Action item —
Transcribe the data below verbatim from the line with "Target: amusement park ride" to the line with "Where can the dark". Include both of those lines.

(Photo-based referring expression data)
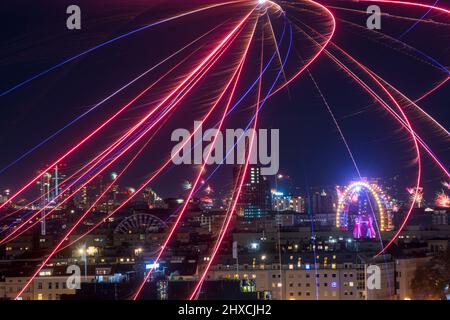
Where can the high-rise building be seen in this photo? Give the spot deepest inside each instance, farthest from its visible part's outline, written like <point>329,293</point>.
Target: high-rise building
<point>255,198</point>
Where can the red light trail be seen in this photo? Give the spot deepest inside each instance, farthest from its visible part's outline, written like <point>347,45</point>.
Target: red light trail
<point>184,78</point>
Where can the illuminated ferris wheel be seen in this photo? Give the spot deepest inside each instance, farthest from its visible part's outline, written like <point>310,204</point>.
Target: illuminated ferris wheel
<point>364,209</point>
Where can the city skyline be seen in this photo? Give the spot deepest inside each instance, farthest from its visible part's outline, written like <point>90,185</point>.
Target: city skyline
<point>203,150</point>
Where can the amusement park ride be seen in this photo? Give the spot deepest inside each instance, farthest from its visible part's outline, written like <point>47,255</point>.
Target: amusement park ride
<point>364,208</point>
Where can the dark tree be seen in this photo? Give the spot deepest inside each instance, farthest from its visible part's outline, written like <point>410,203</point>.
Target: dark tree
<point>432,278</point>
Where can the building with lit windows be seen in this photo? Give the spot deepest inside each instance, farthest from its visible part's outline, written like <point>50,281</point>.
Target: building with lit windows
<point>255,199</point>
<point>334,278</point>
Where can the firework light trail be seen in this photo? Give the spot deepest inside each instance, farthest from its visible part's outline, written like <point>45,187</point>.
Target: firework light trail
<point>182,75</point>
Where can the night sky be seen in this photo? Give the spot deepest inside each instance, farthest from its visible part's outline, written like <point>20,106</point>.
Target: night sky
<point>34,38</point>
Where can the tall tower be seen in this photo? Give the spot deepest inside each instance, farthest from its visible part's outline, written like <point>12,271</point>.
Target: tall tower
<point>255,198</point>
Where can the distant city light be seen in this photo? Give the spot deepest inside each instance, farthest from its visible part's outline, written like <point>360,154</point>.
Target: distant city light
<point>151,266</point>
<point>254,245</point>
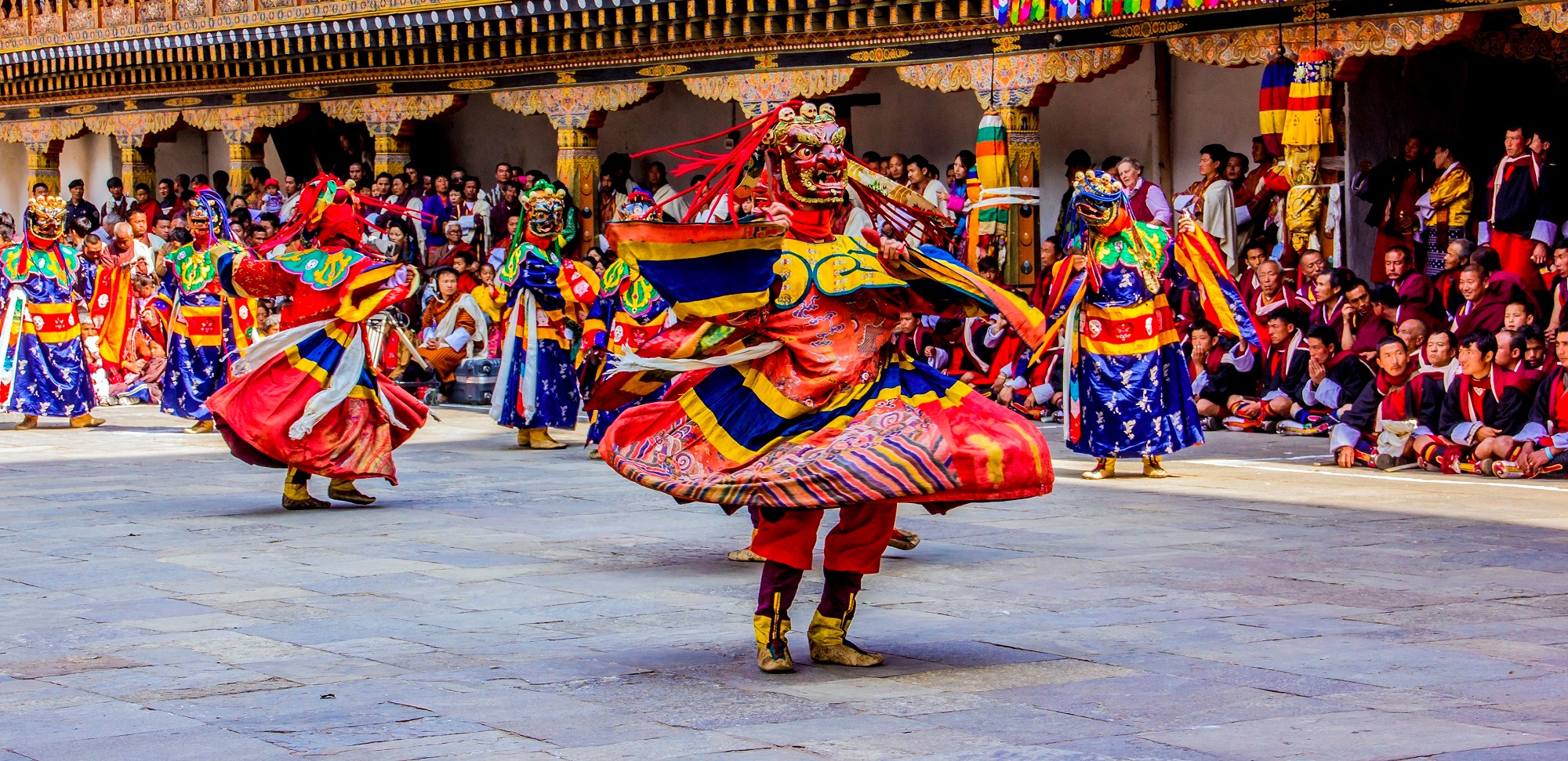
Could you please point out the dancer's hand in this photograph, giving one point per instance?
(777, 212)
(1346, 458)
(890, 251)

Written solution —
Target: amusement park ride
<point>364,208</point>
Where can the dark tree be seen in this photo? Give the spot deepest inside each instance, farthest from its visible part's outline, written like <point>410,203</point>.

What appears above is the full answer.